#### Exercise task:
Rename "water" to "lake" in the lines from the one containing "Category: clear blue sky" through the end of the records, and repeat those lines with nothing else altered.

• • •

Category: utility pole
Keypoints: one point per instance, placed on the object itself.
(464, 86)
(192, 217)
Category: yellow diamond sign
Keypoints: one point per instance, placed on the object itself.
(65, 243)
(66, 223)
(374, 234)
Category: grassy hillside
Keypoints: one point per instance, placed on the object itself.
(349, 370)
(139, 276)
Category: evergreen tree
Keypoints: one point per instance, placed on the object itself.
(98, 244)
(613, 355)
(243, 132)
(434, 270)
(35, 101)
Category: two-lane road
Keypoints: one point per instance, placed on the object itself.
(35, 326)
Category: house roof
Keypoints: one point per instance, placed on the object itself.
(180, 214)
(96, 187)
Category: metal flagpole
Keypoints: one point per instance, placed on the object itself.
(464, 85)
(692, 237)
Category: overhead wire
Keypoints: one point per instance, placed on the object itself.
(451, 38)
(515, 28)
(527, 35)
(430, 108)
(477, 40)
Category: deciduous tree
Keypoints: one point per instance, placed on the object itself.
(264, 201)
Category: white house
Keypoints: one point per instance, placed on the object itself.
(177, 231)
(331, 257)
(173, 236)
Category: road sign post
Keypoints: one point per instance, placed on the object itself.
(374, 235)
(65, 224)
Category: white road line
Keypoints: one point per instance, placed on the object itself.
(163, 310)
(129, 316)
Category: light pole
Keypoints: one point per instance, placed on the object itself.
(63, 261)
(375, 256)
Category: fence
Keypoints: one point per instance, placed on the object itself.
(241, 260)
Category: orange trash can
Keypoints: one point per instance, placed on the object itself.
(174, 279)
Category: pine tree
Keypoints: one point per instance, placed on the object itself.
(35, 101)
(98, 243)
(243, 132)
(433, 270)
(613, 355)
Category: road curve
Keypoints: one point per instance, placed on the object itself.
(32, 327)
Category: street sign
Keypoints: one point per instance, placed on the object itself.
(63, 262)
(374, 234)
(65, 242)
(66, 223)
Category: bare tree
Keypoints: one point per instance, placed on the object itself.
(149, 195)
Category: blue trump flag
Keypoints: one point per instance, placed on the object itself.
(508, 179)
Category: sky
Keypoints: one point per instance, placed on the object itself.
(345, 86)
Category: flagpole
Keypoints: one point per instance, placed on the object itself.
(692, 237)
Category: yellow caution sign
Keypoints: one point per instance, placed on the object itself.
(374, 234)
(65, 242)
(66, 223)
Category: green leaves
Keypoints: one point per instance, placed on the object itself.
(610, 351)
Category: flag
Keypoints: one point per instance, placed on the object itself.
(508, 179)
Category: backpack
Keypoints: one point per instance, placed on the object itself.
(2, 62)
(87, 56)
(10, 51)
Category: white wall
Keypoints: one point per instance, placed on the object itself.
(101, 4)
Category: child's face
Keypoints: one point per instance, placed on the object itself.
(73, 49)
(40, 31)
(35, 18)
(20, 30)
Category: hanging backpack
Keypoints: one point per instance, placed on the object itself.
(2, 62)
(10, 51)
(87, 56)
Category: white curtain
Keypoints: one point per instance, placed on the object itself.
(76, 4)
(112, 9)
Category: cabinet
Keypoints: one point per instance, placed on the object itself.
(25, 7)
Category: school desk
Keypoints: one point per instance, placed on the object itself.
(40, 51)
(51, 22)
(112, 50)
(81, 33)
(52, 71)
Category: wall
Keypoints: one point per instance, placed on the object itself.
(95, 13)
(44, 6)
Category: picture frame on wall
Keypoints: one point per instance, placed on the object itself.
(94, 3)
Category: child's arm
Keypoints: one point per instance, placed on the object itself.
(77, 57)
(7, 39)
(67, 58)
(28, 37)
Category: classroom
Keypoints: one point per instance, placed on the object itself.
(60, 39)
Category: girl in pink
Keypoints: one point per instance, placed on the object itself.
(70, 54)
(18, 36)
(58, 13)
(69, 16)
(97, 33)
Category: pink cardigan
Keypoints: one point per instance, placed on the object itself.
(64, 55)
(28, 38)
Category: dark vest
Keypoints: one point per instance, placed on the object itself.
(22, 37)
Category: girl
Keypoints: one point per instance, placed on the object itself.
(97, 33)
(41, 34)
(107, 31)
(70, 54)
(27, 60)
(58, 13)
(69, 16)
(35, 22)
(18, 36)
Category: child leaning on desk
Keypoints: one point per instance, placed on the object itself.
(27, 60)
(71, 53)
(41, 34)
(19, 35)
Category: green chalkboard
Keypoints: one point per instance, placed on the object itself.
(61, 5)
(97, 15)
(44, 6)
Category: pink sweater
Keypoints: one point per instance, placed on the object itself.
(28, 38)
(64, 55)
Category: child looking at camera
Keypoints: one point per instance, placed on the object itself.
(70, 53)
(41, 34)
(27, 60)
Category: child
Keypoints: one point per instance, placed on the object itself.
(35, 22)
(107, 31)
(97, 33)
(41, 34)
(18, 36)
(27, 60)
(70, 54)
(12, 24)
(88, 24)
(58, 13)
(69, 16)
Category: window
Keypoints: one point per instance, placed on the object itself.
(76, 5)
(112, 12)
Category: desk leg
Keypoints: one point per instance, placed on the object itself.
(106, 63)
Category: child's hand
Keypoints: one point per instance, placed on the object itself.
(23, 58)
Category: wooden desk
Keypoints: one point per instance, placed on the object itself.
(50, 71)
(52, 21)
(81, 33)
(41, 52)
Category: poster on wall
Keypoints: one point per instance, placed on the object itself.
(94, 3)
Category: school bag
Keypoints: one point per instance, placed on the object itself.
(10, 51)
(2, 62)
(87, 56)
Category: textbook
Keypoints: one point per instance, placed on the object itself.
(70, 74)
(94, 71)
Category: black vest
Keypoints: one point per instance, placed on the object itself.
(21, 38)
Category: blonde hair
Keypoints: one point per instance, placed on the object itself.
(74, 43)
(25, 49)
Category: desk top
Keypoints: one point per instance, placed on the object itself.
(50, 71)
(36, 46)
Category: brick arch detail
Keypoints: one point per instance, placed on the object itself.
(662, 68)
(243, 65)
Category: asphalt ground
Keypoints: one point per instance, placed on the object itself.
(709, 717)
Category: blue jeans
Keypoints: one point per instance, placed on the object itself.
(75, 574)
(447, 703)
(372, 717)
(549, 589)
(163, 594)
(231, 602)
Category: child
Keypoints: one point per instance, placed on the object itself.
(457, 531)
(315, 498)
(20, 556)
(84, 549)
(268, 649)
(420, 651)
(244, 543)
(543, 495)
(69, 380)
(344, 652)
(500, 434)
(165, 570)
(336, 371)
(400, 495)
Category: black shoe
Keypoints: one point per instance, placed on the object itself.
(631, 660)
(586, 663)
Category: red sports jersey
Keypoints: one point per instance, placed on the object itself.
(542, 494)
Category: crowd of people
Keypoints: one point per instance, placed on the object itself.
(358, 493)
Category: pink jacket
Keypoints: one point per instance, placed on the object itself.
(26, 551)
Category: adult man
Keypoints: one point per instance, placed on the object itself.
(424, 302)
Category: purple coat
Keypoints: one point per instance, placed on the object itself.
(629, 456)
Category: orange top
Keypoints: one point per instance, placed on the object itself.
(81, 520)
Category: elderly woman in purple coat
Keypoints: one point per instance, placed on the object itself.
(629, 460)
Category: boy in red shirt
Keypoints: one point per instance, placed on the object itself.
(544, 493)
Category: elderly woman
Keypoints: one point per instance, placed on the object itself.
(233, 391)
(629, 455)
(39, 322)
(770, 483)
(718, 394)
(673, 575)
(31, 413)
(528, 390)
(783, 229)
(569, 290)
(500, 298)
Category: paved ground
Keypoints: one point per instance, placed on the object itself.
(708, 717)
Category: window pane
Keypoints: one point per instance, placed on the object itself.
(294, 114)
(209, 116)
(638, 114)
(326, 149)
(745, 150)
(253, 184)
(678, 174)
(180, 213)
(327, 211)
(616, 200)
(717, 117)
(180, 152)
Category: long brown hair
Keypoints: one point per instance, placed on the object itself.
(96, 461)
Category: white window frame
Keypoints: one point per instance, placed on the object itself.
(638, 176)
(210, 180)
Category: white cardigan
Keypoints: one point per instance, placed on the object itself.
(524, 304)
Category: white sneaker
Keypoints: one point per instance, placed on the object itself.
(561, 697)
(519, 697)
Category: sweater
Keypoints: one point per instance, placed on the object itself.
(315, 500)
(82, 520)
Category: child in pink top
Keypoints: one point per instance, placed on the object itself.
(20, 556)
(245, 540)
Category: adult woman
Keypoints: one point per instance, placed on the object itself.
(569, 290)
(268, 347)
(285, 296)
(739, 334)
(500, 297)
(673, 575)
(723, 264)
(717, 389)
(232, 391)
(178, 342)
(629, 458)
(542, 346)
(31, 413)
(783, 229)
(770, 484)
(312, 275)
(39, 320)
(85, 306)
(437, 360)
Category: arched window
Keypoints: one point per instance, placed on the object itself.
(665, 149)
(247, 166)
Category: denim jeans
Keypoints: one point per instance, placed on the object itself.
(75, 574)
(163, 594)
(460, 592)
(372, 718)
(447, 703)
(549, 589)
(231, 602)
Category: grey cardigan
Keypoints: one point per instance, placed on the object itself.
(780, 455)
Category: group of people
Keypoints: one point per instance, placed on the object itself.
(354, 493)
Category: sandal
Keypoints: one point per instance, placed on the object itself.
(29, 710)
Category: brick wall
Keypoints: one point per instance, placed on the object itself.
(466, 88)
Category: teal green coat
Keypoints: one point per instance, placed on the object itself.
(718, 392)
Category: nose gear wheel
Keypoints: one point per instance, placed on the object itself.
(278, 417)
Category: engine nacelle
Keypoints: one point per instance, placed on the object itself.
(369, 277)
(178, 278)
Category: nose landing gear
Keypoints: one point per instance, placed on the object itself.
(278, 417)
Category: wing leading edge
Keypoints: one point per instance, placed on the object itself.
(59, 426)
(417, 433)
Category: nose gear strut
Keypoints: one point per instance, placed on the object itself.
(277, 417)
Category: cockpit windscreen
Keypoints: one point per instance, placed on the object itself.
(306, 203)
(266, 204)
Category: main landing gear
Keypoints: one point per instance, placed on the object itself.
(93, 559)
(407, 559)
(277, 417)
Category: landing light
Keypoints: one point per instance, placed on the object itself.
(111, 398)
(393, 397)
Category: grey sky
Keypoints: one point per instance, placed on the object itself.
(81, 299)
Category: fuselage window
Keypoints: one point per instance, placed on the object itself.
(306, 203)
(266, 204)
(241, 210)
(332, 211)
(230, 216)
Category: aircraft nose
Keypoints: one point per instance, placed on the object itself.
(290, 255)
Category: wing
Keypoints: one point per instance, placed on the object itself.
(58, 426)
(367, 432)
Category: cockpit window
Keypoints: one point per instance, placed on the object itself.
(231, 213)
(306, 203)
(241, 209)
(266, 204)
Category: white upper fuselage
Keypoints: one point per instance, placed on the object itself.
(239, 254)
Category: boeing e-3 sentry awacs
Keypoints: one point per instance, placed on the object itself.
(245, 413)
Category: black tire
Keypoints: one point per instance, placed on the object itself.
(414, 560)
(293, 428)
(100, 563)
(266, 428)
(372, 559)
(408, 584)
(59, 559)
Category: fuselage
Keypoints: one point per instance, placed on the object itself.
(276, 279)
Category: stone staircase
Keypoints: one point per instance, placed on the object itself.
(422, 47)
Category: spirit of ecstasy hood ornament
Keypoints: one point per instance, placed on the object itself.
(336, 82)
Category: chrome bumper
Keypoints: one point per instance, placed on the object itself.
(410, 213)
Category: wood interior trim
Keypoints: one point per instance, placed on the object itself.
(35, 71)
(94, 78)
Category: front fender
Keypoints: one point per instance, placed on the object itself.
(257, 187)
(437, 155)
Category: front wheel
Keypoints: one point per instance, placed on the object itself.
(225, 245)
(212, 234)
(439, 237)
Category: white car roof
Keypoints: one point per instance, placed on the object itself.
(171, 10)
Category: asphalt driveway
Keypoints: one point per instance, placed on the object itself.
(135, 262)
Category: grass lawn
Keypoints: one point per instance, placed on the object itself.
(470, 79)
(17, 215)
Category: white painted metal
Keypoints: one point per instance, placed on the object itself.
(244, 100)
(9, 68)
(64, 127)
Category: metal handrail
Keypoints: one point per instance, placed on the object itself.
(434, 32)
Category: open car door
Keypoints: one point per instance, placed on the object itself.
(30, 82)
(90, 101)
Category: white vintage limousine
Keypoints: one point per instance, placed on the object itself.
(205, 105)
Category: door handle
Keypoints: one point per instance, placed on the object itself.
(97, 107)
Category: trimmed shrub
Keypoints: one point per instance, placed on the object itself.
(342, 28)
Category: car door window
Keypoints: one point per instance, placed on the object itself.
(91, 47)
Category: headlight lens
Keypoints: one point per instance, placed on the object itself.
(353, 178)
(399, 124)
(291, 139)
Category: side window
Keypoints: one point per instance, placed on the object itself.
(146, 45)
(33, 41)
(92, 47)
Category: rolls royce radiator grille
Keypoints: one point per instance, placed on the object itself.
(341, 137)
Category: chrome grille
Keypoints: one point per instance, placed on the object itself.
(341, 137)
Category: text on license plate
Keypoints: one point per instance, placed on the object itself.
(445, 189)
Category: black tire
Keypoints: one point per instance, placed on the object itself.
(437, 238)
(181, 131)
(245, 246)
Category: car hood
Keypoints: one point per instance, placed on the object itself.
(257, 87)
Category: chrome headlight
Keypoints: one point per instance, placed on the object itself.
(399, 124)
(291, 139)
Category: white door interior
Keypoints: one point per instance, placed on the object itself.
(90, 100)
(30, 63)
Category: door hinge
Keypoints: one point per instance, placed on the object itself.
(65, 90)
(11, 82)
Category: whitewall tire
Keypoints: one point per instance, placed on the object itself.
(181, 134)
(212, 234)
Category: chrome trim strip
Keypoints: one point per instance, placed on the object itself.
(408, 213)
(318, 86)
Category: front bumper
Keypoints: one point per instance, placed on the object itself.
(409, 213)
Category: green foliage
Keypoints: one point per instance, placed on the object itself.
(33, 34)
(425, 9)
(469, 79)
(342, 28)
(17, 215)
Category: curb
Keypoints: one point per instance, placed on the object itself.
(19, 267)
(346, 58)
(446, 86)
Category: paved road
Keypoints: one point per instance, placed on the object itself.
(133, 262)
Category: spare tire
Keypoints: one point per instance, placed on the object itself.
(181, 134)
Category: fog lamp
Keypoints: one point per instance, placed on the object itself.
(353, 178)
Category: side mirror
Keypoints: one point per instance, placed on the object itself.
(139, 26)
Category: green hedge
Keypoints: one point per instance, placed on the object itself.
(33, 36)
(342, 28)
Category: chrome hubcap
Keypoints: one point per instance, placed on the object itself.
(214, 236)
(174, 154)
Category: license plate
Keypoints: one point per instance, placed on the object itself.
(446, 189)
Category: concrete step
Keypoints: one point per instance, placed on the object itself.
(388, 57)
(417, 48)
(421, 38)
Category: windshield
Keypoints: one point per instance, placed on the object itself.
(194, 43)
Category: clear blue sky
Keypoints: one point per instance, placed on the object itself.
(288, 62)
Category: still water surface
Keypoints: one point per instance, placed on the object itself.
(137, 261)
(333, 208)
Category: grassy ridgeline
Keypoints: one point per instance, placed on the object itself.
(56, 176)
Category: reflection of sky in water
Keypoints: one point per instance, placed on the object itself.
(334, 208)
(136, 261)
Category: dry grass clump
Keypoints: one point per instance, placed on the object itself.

• • •

#### Solution for this exercise:
Category: clear blue sky
Keypoints: one point per instance, placed on the object itself.
(288, 62)
Category: still lake surface
Keypoints: one point per instance, placed on the object itself.
(137, 261)
(333, 208)
Category: grassy ridgeline
Keypoints: one point per instance, placed on the object itself.
(56, 176)
Category: reflection of sky in lake
Keypoints: one point per instance, placed on the object itself.
(334, 208)
(136, 261)
Category: dry grass clump
Keypoints: one point per instance, placed on the object itself.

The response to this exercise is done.